▶ **SET EXERCISE**: Everything from the line containing "of the water" through the last line of the records below should be printed exactly, please, and nothing else.

(Named object pointing entries)
○ ○ ○
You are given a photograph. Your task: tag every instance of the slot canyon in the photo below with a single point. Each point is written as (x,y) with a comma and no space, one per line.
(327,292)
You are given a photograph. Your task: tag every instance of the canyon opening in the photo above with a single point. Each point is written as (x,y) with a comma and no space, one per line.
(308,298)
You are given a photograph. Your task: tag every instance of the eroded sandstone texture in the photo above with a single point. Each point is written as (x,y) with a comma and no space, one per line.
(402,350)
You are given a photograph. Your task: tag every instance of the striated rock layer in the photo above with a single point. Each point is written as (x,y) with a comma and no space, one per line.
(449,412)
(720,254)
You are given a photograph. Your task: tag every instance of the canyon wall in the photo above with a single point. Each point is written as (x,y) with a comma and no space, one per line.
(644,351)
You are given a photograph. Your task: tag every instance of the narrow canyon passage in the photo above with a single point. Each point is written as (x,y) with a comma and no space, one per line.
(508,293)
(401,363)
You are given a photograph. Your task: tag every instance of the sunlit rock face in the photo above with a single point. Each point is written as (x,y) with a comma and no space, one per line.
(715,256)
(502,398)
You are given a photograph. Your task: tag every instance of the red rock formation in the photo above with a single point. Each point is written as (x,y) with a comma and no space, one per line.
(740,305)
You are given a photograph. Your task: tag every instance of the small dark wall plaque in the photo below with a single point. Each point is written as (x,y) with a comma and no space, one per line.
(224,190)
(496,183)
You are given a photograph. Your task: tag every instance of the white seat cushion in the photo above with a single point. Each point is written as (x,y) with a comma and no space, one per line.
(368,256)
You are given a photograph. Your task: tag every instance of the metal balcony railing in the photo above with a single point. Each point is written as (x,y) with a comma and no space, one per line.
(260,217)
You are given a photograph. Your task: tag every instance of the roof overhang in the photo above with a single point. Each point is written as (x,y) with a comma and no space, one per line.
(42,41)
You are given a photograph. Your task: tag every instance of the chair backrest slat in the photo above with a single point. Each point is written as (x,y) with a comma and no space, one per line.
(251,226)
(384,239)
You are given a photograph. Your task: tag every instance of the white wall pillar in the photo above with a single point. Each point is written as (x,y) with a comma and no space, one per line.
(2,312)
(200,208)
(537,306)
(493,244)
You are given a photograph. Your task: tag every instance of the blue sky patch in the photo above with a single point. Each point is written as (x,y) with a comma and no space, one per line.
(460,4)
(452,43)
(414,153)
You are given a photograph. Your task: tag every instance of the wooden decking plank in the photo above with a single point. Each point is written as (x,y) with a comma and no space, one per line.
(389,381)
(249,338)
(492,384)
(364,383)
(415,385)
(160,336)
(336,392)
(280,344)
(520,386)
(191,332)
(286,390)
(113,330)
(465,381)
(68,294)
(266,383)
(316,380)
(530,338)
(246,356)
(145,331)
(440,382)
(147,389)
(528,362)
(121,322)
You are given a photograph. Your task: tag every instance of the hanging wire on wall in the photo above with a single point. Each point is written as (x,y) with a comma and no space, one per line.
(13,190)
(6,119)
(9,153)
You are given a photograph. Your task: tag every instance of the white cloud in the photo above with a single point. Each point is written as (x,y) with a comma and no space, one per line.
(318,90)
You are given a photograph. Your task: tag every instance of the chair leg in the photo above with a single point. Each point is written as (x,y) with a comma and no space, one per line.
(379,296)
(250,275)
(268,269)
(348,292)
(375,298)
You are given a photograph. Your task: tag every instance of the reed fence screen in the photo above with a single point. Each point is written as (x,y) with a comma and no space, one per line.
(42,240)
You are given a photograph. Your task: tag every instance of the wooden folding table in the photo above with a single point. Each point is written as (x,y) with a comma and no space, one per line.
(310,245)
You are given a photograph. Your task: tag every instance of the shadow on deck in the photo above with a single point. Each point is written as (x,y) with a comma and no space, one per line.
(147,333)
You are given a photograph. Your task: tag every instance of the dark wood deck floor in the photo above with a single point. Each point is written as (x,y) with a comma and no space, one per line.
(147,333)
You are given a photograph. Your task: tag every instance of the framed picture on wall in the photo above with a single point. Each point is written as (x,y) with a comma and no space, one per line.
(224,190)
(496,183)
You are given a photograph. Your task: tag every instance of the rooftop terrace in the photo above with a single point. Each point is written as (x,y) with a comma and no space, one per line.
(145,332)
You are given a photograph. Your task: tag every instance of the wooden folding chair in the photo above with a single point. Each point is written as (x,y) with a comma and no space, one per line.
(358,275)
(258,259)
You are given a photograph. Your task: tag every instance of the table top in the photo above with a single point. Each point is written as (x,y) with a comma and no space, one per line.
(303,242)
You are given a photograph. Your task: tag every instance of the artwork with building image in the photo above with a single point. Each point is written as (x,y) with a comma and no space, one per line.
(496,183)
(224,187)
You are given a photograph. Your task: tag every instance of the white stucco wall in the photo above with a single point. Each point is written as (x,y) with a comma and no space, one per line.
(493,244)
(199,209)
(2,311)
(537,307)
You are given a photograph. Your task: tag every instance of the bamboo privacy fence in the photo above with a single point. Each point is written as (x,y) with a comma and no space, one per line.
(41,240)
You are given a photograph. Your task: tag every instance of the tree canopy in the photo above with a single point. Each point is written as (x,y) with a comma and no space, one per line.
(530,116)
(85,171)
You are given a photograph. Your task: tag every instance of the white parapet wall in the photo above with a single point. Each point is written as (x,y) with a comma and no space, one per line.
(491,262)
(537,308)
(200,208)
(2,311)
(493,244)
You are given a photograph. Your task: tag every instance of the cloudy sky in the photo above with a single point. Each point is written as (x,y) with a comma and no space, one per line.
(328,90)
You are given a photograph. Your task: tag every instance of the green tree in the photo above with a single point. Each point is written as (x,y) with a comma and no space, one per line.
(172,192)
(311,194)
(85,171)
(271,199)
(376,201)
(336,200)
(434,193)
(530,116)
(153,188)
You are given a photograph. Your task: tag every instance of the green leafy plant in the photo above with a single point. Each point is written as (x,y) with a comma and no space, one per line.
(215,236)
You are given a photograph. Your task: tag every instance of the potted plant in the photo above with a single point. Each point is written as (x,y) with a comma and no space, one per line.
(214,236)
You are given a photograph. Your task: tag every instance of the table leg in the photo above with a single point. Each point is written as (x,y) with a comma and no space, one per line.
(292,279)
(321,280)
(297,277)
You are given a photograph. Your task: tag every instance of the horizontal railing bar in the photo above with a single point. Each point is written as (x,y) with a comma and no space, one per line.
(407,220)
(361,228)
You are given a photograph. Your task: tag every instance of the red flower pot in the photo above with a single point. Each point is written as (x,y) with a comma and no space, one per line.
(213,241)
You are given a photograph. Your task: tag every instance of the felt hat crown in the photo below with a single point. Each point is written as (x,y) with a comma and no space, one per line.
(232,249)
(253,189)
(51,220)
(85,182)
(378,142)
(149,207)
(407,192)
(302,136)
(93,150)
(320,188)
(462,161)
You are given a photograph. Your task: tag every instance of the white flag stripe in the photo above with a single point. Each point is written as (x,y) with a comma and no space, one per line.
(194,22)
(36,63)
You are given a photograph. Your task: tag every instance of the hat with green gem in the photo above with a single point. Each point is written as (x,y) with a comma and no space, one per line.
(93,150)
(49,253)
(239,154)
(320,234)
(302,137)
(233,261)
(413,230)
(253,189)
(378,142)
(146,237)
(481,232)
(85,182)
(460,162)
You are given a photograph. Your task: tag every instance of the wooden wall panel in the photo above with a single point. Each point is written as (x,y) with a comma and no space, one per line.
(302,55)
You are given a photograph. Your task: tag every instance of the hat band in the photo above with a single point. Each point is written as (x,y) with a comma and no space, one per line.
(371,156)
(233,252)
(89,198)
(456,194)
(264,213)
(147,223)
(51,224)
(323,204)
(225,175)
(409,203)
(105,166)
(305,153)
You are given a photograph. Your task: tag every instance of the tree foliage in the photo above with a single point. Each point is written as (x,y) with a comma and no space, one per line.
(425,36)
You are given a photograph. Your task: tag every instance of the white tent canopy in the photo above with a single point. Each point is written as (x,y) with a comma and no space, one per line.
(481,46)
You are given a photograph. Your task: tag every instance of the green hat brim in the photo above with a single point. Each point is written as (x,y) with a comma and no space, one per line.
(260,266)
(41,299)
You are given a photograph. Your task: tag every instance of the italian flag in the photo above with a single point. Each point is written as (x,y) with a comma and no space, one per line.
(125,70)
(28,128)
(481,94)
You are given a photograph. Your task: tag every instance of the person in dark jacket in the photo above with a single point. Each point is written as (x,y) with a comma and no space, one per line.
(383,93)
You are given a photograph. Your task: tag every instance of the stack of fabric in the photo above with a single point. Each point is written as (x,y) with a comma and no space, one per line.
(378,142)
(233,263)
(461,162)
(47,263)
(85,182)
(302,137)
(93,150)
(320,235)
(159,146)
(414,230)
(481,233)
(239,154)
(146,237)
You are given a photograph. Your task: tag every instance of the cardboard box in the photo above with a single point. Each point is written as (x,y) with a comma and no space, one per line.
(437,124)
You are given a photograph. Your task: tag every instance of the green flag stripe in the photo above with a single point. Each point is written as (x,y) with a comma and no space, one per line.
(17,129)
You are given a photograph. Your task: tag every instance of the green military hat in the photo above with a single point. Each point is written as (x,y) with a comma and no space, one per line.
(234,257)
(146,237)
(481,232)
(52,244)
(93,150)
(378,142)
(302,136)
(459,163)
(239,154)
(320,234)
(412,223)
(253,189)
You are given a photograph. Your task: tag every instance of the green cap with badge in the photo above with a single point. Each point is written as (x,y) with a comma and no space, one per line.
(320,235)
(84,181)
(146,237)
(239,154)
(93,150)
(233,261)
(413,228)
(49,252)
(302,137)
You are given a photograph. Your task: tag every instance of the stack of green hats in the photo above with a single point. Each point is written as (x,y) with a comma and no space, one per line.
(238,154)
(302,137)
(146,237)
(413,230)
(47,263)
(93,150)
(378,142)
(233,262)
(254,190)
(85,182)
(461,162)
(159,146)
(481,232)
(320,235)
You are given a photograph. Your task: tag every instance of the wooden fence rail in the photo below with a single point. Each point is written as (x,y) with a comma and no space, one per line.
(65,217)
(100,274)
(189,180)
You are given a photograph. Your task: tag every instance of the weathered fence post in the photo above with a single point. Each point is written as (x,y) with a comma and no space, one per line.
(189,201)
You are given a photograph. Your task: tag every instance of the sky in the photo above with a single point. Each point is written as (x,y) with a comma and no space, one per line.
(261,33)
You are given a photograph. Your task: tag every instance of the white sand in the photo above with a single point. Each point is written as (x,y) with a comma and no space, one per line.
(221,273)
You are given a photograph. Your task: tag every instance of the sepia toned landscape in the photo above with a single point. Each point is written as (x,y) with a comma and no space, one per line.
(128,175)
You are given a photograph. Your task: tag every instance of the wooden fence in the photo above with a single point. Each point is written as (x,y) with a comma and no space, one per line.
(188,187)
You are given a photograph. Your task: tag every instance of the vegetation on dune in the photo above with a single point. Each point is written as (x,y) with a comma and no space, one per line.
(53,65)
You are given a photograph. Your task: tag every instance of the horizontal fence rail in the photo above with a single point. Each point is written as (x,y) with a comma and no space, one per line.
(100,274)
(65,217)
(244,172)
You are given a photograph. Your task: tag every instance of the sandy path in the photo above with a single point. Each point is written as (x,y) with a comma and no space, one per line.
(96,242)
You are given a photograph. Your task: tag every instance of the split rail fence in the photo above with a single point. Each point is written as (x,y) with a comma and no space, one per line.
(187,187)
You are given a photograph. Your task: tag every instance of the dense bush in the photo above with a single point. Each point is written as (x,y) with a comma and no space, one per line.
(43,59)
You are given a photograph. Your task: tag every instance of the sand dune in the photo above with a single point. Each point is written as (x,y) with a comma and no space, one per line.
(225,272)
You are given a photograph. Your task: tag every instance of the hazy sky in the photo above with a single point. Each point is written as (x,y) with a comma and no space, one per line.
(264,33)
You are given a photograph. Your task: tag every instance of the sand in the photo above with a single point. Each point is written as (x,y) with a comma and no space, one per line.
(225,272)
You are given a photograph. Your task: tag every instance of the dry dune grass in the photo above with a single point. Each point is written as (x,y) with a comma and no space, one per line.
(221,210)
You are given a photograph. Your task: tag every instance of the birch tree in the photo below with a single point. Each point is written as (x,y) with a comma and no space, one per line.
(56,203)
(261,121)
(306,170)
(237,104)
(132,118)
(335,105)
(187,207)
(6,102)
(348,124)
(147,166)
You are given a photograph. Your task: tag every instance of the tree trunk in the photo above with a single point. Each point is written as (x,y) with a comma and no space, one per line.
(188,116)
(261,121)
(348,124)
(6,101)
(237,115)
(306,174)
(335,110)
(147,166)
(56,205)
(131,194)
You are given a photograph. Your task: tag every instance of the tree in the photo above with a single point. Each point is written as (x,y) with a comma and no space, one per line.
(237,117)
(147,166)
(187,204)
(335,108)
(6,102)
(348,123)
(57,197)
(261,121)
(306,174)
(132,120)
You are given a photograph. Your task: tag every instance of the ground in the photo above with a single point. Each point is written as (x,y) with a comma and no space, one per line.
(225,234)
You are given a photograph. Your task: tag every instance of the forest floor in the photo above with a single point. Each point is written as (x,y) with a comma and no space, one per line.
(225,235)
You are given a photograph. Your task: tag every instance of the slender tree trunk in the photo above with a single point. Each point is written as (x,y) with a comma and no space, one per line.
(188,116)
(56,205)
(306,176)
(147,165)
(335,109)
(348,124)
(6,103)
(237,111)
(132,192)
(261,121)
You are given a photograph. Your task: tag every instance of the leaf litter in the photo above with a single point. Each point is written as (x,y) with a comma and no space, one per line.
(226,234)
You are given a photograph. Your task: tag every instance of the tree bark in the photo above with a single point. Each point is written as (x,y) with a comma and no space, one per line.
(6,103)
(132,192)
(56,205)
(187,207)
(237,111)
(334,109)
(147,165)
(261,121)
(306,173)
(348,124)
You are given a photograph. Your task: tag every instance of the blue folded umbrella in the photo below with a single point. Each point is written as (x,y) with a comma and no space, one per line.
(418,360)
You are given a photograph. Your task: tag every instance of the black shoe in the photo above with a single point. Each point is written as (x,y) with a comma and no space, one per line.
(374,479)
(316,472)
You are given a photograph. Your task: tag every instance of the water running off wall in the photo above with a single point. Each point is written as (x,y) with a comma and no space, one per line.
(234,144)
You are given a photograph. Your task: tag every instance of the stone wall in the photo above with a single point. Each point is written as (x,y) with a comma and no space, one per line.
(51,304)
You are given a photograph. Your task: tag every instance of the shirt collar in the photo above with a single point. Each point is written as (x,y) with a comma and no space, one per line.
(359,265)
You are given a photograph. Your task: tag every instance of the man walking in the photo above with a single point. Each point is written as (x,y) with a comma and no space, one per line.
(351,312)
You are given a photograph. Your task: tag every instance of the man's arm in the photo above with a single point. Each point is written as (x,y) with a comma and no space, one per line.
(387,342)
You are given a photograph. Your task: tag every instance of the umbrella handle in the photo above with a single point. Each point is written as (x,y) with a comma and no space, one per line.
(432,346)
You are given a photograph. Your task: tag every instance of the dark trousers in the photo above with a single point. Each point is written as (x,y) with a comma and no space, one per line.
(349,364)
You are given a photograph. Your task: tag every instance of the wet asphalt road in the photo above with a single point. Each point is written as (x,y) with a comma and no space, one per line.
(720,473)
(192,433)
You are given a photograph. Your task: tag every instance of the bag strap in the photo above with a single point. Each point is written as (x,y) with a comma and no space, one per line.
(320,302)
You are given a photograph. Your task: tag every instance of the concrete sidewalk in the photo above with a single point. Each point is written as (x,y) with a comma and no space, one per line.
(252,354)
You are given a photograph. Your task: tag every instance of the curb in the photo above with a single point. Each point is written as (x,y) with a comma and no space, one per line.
○ ○ ○
▶ **RESULT**:
You are given a photograph. Your task: tag every instance of the water running off wall in the photo above with a single point. Each point is written as (x,y) with a comma and no space, one per line.
(234,144)
You are given a photograph. Your task: tag every instance of the stone wall in the photo above with a single point. Each point is written as (x,y) with a comma and no space, one per line.
(51,304)
You are given a photograph. Your task: tag every instance of the shirt collar in the photo above with a single point. Each point is written as (x,y) with a comma and no space, one per line.
(359,265)
You are given a photograph. Your task: tag every instance of the man walking in the photo above with a single point. Each point is written as (x,y) with a comma and no space, one per line.
(351,312)
You are given a photograph. Your task: tag every instance of the man's arm in the photo above with a single point. Each point is written as (x,y) with a comma and no space, one per line.
(387,342)
You are given a photograph. Your task: tag every instance of the umbrella handle in the photo above with a single point. Each point is written as (x,y) with a comma and no space, one per line.
(432,346)
You are given a photograph. Your task: tag every instance of the dark trousers in the photo above with a single point. Each point is written as (x,y) with a comma and no space, one per line.
(349,364)
You are given a photograph. Your task: tag every instance of the wet asphalt road in the photo above with a single point. Each point is written as (x,y) with a comma and no space, one per line.
(720,473)
(192,433)
You are given a photograph. Your task: tag every instance of the bag strap in the photo above with a single point. Each point is written as (x,y) with a comma and no space, one per line.
(320,302)
You are given a photograph. Your task: tag every instance of the concrete sidewalk in the photo above with a single point. Each point is written as (x,y) with a comma and no space, one per line.
(252,354)
You are given a photograph. Your task: tag every instance of the curb in the photo above with a single point. Each point is written as (x,y) with a comma and no space, one per line.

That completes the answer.